As a matter of fact, a recent report of the European Court of Auditors provides an assessment of the effectiveness of the European policy instruments for raw materials and specifically on the European Raw Materials Act10. It would be hard to exaggerate how grim the picture depicted by the report appears regarding what has been done so far. In particular, the analysts found no relationship between the Free Trade Agreements and the Strategic Partnerships undertook by the EU and increased supply of raw materials to the continent. In some cases, the flow of raw materials from some partner countries even dropped. Even the targets that have been set up for extraction, refining and recycling rely on an unclear methodology and they are set for critical raw materials overall, failing to set quotas for individual materials. Monitoring and impact assessment are also lacking.

━━━━

## Set exercise A
In the records, rewrite the stretch from the line containing "Where can you see the black picket" through the end of the records, replacing "Put down" with "Mark" and leaving everything else unchanged.

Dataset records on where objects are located
━━━━

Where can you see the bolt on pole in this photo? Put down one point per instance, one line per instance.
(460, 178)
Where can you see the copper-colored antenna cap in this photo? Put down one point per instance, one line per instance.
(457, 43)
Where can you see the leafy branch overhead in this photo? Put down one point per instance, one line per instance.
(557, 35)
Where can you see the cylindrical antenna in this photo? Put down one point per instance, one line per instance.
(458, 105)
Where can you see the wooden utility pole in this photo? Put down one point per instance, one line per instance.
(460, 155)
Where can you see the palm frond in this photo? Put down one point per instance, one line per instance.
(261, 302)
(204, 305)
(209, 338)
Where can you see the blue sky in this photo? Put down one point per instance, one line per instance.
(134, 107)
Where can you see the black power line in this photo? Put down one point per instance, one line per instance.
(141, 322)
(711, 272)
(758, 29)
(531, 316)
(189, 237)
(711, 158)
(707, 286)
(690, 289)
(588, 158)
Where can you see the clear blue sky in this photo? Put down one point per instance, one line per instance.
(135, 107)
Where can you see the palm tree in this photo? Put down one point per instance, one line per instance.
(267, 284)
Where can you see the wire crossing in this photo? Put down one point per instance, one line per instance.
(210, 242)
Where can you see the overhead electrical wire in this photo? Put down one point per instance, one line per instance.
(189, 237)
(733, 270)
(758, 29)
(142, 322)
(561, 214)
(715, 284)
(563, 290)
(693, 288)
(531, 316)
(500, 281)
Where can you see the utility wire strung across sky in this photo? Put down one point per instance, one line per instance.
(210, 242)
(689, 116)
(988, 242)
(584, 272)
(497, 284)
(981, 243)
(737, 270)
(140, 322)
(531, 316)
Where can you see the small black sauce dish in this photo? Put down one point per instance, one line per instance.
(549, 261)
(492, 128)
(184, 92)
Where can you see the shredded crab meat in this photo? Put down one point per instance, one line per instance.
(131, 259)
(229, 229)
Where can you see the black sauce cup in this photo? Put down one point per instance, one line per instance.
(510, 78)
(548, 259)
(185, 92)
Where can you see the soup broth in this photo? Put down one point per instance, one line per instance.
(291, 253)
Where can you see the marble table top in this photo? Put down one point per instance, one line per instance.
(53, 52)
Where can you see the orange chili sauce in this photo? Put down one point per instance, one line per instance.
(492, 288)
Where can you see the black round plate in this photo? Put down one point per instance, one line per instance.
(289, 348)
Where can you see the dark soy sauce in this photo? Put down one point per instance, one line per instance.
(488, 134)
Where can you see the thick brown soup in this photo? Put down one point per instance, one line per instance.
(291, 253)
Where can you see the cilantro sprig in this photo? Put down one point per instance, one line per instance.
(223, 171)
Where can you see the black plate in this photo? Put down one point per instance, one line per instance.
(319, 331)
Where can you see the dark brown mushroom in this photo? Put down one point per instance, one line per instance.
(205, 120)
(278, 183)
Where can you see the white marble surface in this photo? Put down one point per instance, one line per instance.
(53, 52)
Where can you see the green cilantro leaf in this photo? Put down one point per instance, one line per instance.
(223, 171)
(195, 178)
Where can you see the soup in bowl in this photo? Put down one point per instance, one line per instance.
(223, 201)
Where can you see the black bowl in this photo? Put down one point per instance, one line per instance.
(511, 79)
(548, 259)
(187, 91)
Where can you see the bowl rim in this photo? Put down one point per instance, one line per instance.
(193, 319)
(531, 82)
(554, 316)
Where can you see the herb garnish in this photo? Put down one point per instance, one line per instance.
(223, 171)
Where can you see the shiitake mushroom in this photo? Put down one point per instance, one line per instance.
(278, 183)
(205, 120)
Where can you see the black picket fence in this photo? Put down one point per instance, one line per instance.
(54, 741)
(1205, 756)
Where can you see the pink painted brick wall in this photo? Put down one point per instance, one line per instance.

━━━━

## Set exercise B
In the text on EU raw materials policy, why does the auditors' report find fault with the targets for extraction, refining and recycling?

## Worked answer A
Where can you see the black picket fence in this photo? Mark one point per instance, one line per instance.
(54, 741)
(1205, 756)
Where can you see the pink painted brick wall in this photo? Mark one point per instance, one line per instance.

## Worked answer B
The targets rely on an unclear methodology. They are also set for critical raw materials overall and do not set quotas for individual materials.